| WHAT YOU HAVE TO DO |
Pick out every line of the records below that contains the string "shaft", and copy those lines. Case counts.
___ THE DATA
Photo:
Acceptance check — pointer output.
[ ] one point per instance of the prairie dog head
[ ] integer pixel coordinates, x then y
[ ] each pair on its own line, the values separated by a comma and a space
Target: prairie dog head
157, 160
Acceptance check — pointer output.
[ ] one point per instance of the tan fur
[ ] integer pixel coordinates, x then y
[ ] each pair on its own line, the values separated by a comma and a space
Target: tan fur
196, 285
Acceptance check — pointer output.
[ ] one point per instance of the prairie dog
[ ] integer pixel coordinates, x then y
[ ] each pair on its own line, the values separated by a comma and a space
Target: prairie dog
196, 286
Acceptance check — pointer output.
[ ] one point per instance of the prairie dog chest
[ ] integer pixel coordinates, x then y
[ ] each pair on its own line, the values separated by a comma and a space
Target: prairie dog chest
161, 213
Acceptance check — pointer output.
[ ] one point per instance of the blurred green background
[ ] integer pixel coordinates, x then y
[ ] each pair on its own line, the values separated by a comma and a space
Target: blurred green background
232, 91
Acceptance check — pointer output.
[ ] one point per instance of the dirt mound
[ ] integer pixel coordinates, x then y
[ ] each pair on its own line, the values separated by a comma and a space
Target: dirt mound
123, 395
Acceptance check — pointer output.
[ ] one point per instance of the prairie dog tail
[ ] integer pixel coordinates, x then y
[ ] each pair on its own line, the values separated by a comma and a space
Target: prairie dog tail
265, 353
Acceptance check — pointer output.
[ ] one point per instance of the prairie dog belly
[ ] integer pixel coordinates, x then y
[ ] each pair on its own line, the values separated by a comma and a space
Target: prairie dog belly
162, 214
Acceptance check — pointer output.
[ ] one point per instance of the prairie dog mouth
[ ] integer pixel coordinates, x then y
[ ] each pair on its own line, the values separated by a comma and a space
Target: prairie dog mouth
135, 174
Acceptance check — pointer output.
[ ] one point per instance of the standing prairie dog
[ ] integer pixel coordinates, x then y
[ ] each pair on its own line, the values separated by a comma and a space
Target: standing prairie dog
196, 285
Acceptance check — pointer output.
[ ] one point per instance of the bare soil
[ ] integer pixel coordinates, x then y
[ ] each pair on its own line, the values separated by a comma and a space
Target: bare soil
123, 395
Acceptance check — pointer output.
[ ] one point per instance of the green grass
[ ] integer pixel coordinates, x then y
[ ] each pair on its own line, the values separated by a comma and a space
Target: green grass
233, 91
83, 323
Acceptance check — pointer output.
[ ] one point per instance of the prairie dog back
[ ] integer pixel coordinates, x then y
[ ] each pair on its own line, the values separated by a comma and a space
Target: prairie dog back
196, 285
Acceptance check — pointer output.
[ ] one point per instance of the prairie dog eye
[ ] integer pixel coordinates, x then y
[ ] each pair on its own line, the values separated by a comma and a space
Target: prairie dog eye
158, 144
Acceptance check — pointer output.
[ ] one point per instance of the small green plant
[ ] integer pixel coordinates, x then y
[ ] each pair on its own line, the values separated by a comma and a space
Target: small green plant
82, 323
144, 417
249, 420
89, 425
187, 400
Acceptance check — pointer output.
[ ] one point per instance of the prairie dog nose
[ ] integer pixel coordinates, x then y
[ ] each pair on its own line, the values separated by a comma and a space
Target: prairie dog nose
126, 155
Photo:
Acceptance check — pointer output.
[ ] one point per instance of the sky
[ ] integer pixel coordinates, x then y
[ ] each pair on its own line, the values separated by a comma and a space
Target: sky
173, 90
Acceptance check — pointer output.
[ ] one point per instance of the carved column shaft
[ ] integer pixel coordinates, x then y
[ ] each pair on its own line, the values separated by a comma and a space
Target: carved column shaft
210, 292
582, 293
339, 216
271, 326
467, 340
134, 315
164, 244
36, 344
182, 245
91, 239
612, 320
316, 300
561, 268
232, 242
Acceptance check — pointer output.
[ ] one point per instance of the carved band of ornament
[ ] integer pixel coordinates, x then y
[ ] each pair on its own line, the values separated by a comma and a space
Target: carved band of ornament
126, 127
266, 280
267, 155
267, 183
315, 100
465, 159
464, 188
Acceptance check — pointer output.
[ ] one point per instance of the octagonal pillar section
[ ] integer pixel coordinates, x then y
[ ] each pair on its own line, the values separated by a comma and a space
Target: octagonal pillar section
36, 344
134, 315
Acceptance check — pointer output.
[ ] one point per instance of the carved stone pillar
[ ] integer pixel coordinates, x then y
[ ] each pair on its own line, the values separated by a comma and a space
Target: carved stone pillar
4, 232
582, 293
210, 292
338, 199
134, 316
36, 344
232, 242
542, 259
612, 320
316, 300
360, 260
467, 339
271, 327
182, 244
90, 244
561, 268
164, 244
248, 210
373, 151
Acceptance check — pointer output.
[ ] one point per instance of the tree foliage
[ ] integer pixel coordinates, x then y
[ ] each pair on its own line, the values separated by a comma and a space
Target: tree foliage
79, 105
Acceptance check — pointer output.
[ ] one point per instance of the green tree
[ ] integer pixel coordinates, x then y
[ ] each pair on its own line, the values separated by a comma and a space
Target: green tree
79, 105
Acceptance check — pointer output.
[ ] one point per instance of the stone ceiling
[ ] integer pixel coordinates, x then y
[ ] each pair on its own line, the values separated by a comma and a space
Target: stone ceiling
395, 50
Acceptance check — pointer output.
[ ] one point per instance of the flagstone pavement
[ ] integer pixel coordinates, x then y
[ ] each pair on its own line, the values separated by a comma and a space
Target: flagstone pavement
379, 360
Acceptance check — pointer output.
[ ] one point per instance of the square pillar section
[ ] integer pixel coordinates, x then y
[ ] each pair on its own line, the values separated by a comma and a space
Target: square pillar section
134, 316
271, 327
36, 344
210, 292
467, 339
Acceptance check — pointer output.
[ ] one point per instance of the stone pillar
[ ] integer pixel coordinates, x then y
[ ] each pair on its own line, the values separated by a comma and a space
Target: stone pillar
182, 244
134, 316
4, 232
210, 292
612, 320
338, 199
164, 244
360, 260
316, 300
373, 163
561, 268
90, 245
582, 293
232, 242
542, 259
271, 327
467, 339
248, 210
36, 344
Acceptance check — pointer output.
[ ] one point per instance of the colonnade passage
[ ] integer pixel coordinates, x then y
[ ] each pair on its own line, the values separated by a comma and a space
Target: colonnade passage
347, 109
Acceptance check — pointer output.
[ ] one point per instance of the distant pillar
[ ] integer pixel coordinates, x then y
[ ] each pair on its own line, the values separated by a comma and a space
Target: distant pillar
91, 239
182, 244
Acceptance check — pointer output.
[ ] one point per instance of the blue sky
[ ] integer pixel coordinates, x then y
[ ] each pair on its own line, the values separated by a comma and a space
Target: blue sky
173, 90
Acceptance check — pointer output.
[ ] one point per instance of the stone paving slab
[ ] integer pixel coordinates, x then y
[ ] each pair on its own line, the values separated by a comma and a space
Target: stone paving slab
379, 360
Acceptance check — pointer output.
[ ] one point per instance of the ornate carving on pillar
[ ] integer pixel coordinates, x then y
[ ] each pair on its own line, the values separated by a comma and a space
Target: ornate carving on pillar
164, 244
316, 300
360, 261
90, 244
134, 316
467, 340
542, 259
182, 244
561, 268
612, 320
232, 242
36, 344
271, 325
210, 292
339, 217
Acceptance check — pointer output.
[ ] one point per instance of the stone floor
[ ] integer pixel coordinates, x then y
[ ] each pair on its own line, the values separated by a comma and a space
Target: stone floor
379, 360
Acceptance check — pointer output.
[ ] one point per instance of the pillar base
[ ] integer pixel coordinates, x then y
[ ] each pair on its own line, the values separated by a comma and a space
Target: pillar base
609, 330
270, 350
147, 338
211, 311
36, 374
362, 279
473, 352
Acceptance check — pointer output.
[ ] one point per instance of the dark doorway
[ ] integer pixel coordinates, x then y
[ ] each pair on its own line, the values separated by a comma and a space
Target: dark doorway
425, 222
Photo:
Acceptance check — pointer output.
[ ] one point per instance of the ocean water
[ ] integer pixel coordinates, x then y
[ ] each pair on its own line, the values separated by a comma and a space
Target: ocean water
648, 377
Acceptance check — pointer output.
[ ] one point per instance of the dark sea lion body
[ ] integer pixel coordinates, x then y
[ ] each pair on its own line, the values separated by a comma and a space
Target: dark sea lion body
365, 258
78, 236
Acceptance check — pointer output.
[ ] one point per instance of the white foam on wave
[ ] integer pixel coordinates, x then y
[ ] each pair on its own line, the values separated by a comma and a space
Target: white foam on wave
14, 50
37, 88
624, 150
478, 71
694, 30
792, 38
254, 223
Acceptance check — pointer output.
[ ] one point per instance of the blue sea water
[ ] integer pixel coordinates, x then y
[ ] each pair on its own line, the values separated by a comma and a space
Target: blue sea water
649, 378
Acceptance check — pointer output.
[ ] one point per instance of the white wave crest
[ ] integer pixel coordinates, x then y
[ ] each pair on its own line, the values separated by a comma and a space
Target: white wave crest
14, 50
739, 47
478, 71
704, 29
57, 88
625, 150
______
| OUTPUT OF THE TASK |
[ ] one point per instance of the carved column shaft
Target: carved column shaft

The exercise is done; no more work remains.